Source document:
——————————

Female models dressed in the Max Mara A/W 2014 backstage of the fashion show
(Image credit: Jason Lloyd-Evans)

Max Mara is one of those trusted Italian brands that never lets us down, nor the teeming throng of shoppers that pass through its 2,300 stores each year. With deep roots in no-nonsense outerwear, we always get a perfectly cut camel hair coat, or a well-proportioned tweed tailleur. This season we got all that plus a whole lot more as Max Mara strode confidently down a route filled with unexpected twists and applauding turns.The collection was based on the brand's trusted wools, tweeds and cashmere but new voluminous, elongated silhouettes and patchwork constructions shifted the eye completely. The fronts of cocoon-like coats, wool column skirts and mohair sweaters, for example, were conceived in mannish wools, while the backs revealed gilded gold crocodile embossed panels. The mix of opulence and sobriety was perfectly judged and was threaded throughout the collection in low-heeled gold booties and collars on coats. There was plenty of covetable outerwear here, especially the wool panelled puffer coats and mushrooming shaved shearling coats printed in two-tone check patterns. Max Mara completed this beautifully conceived collection with the new evening suit cut from ultra-fine wools on the front and daring edgy PVC from behind.

——————————

Listed entries:
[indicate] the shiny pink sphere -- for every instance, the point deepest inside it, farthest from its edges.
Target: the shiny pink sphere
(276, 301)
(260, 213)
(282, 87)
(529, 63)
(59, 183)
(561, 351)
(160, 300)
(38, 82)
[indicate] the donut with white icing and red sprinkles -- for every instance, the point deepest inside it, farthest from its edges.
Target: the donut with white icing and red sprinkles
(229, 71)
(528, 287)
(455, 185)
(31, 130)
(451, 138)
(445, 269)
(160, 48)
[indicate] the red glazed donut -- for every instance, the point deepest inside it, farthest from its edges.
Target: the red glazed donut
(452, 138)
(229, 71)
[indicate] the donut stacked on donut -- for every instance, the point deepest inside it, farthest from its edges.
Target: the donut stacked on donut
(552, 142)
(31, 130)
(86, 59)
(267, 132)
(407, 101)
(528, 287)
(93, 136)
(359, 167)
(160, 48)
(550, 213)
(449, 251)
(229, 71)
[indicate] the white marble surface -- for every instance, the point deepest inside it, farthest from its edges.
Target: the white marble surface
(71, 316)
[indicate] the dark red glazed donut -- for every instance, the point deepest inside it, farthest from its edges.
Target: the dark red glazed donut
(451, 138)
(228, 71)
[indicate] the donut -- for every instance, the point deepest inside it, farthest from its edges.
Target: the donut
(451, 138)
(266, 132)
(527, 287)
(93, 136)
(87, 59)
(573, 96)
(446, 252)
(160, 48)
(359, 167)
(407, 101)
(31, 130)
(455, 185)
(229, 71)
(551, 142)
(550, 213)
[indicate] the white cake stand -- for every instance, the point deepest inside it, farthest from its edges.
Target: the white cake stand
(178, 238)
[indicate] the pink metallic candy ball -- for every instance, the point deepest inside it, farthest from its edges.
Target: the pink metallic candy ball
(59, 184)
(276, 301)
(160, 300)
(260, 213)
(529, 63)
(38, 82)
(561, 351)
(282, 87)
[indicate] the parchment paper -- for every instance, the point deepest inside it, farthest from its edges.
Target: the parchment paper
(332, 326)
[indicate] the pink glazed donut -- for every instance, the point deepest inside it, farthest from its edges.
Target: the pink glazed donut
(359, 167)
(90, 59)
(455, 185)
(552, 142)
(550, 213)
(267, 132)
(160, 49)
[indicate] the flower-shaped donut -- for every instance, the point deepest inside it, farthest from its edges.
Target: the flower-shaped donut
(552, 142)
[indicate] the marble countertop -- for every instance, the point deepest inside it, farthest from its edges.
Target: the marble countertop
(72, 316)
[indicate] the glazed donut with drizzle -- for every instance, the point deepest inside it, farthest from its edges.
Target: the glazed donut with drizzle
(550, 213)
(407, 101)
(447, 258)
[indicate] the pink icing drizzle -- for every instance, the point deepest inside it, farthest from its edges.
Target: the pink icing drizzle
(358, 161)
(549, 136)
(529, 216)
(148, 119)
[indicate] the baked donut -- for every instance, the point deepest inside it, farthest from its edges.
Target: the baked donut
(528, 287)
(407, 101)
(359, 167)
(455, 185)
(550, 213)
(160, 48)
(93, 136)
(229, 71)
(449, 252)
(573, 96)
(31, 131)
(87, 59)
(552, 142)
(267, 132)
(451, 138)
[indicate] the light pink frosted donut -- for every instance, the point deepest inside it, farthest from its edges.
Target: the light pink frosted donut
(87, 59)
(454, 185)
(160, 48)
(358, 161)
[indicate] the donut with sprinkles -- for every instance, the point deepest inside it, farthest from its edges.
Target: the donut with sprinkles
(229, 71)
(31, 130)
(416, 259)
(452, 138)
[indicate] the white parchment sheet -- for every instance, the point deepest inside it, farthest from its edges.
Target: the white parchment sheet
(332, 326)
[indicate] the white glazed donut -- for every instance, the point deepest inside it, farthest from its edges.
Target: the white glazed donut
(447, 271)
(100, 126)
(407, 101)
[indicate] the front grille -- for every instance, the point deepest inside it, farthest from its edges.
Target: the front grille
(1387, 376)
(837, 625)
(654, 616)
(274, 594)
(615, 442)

——————————

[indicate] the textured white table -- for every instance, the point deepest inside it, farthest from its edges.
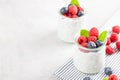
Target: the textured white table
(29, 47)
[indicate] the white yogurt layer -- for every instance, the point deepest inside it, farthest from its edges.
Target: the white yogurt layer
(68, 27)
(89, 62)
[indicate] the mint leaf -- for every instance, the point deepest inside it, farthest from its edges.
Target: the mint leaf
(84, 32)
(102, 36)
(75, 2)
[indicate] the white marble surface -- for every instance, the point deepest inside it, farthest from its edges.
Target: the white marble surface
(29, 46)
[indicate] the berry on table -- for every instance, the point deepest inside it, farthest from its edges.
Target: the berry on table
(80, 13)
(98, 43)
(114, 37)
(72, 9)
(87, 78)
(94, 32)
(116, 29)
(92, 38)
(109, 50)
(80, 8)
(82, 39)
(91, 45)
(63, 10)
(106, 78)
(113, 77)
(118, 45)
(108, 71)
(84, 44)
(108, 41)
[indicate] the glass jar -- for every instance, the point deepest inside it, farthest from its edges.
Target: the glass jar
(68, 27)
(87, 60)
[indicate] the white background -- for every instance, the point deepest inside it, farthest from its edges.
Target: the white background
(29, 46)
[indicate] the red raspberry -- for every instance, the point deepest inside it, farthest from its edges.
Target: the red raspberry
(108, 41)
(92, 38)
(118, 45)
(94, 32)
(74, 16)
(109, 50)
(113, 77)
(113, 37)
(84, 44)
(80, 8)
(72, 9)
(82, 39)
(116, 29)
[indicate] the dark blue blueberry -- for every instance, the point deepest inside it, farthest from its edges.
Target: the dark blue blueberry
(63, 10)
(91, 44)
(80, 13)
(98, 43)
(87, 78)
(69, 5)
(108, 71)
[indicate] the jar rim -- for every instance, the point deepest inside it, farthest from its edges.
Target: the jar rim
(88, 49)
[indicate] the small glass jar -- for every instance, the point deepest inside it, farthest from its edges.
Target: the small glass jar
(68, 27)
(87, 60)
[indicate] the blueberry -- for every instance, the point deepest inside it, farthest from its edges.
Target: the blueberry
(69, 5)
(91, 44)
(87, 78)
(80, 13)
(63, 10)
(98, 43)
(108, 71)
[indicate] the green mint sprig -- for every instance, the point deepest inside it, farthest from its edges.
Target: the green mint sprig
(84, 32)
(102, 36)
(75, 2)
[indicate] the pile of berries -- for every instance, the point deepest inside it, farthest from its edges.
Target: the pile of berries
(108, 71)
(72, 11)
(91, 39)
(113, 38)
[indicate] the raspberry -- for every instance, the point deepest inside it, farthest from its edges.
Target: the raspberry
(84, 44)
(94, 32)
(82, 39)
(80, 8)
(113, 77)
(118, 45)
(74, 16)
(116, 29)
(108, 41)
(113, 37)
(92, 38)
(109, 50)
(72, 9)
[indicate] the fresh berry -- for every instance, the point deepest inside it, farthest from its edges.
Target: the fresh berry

——————————

What needs to be done: Copy out the Max Mara collection review above word for word, from its opening line through its final sentence.

Answer to the exercise:
Female models dressed in the Max Mara A/W 2014 backstage of the fashion show
(Image credit: Jason Lloyd-Evans)

Max Mara is one of those trusted Italian brands that never lets us down, nor the teeming throng of shoppers that pass through its 2,300 stores each year. With deep roots in no-nonsense outerwear, we always get a perfectly cut camel hair coat, or a well-proportioned tweed tailleur. This season we got all that plus a whole lot more as Max Mara strode confidently down a route filled with unexpected twists and applauding turns.The collection was based on the brand's trusted wools, tweeds and cashmere but new voluminous, elongated silhouettes and patchwork constructions shifted the eye completely. The fronts of cocoon-like coats, wool column skirts and mohair sweaters, for example, were conceived in mannish wools, while the backs revealed gilded gold crocodile embossed panels. The mix of opulence and sobriety was perfectly judged and was threaded throughout the collection in low-heeled gold booties and collars on coats. There was plenty of covetable outerwear here, especially the wool panelled puffer coats and mushrooming shaved shearling coats printed in two-tone check patterns. Max Mara completed this beautifully conceived collection with the new evening suit cut from ultra-fine wools on the front and daring edgy PVC from behind.